» PROBLEM: Return every line from the records below in which the word "yellow" is found.

==*==

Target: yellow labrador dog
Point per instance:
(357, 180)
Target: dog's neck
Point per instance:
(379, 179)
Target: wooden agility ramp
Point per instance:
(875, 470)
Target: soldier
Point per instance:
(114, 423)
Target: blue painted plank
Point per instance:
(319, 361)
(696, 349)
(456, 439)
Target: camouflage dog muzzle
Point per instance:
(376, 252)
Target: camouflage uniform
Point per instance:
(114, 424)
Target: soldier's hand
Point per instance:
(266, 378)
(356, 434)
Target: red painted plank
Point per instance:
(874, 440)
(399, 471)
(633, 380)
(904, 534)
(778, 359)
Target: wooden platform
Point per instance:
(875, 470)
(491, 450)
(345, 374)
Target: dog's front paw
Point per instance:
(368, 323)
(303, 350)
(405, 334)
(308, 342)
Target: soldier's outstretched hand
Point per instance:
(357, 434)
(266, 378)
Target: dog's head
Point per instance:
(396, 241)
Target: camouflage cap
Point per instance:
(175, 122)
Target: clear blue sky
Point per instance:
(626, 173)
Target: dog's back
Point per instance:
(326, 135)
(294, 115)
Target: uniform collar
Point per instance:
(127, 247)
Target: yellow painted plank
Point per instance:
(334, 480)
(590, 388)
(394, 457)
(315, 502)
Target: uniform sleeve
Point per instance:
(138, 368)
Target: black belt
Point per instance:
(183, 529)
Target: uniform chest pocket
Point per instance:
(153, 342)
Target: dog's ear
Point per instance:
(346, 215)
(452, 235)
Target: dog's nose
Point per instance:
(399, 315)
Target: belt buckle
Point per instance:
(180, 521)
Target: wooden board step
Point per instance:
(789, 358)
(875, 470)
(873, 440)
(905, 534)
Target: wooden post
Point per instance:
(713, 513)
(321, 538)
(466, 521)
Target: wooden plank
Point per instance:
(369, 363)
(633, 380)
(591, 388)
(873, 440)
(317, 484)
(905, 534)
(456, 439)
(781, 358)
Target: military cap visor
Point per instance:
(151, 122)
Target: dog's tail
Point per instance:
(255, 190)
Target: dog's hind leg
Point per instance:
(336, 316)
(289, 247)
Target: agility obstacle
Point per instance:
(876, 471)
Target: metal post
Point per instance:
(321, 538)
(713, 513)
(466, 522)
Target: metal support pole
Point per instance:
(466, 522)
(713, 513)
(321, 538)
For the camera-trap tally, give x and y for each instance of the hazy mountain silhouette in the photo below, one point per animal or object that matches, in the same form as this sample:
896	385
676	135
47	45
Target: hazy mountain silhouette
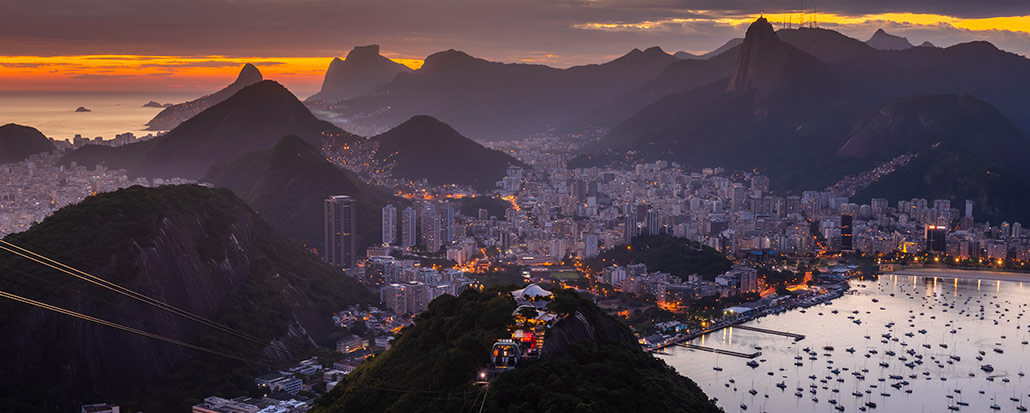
363	71
288	183
18	142
886	41
172	115
807	121
425	147
492	100
254	118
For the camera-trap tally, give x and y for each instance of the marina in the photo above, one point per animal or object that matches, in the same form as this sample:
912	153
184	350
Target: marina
886	345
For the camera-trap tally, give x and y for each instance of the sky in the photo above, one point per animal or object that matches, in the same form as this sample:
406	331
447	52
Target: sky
200	44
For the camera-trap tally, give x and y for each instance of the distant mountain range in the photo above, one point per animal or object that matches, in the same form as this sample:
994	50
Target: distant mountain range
886	41
253	118
197	248
425	147
589	362
172	115
288	183
363	71
839	105
496	100
19	142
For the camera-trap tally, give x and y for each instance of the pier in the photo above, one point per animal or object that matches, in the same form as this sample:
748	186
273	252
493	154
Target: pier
796	337
719	350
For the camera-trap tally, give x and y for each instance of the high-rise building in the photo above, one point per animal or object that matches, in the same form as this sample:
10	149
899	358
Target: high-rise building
389	225
431	229
846	233
340	222
654	221
448	221
408	228
936	238
590	245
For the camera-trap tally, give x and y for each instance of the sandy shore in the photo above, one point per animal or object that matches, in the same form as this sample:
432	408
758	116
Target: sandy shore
964	274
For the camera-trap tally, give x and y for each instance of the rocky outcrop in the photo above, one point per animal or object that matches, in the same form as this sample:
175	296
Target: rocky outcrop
175	114
362	72
19	142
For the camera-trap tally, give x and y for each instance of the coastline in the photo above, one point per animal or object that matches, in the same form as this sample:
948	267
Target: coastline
962	274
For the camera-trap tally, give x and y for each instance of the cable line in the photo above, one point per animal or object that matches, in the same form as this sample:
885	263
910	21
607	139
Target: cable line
29	254
127	329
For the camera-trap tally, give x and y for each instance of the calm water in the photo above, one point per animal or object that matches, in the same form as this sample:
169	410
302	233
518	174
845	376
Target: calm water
936	305
54	112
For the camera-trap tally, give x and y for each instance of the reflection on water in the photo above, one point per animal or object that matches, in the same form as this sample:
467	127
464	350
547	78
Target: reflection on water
928	333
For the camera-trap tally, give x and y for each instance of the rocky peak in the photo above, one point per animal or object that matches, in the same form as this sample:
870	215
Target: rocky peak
248	75
370	50
760	50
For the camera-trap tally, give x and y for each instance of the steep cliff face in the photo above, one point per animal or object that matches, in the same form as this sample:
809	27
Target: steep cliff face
197	248
173	115
18	142
586	325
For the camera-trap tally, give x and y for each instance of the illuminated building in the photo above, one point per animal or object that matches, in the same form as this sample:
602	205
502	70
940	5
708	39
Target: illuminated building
340	222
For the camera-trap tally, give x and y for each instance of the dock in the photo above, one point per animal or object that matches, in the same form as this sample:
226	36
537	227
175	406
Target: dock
719	350
796	337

==*==

» ANSWER TO THE EXERCISE:
Target: yellow labrador dog
Target: yellow painted plank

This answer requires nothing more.